Goal A. In the Hannover travel piece below, how high does the Great Fountain spray?
Goal B. Name every German city the Hannover travel piece below mentions.

Passage to read.
::::

Hannover is an underrated city in Germany that’s bursting with things to do. Here’s how to spend a lovely weekend in Hannover!
When I moved to Germany, I made a pact with myself that I’d travel more on the weekends. There are so many cute towns near Berlin that only require a day or two to explore, and I want to soak up as much as possible during my next two years here. My first weekend trip I took in Germany was to Schwerin, and I quickly followed that up with a trip to Hannover. To be honest, I didn’t know much about Hannover before I visited it. I was mostly just interested in seeing my friend, Johanna, who was actually one of our German exchange students when I was in high school! A few days before my weekend in Hannover, I threw together a list of things I wanted to do and see, and Jo did a wonderful job at playing tour guide for me.
As it turns out, Hannover is a completely underrated city in Germany. I’m honestly so confused why more people don’t come here! Yes, it’s a bit more industrial in some parts, but the city center is super cute and Hannover’s history is absolutely fascinating. If you’re contemplating a weekend in Hannover, do it. It’s not a big city, so two full days here is the perfect amount of time to leisurely see the sights.
To help you plan your trip, I’ve shared my weekend itinerary below. If possible, I recommend arriving in Hannover Friday night or early Saturday morning so you can make the most of your weekend here. I didn’t list places to eat since Jo and I made most of our meals at her apartment, but the city center is littered with cute cafes and restaurants, so you have plenty of options!
Day 1 in Hannover
Explore Herrenhausen Palace & Gardens
Suggested time: 4 hours
Once the summer home of the Royal House of Hannover, Herrenhausen Palace was completely destroyed in World War II and was just rebuilt in 2013. As such, the palace now houses a museum that highlights Herrenhausen’s history and its relation to the city of Hannover. While the palace museum is interesting, the real highlight of Herrenhausen are its gardens. The Grosser Garten is one of Europe’s finest baroque gardens, and beyond it is an extensive park area with smaller, hedged-in gardens to explore. The Great Fountain is turned on a few times per day, and it sprays up to 70 meters (230 feet) high.

::::

Data.
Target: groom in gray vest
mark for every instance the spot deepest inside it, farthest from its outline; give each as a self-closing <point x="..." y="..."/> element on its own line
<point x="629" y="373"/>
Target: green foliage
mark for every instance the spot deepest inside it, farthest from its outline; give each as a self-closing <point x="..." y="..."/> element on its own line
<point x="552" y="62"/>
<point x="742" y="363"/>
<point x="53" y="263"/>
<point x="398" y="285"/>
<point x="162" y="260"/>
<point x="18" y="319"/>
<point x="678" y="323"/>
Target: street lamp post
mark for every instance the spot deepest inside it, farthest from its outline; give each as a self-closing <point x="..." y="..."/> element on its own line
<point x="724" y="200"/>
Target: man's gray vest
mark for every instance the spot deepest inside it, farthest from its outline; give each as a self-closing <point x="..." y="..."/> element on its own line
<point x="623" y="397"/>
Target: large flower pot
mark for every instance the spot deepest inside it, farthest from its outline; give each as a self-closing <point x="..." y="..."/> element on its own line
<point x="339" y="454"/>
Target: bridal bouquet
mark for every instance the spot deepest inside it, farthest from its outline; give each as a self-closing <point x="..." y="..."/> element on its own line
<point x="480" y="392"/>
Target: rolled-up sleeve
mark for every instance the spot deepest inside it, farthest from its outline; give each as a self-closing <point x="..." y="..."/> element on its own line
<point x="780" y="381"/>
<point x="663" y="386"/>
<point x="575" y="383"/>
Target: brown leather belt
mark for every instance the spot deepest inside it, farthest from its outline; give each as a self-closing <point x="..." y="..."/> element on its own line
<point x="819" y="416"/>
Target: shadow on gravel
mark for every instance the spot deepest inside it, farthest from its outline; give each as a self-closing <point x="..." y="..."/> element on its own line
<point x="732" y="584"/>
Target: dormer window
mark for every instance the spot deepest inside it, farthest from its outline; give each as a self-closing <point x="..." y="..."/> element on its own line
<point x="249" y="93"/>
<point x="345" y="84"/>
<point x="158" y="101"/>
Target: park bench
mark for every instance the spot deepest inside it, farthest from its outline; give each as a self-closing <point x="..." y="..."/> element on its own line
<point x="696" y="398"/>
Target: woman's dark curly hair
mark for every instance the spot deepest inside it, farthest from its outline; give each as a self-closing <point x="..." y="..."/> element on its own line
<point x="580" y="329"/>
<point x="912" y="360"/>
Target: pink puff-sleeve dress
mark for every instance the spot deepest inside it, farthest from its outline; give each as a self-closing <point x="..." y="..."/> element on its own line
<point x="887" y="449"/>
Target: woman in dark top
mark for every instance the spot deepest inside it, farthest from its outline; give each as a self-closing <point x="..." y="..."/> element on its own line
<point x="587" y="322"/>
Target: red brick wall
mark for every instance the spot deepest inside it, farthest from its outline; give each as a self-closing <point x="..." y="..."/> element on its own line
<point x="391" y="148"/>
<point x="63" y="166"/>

::::

Full solution A. Up to 70 meters (230 feet).

Full solution B. Hannover, Berlin, Schwerin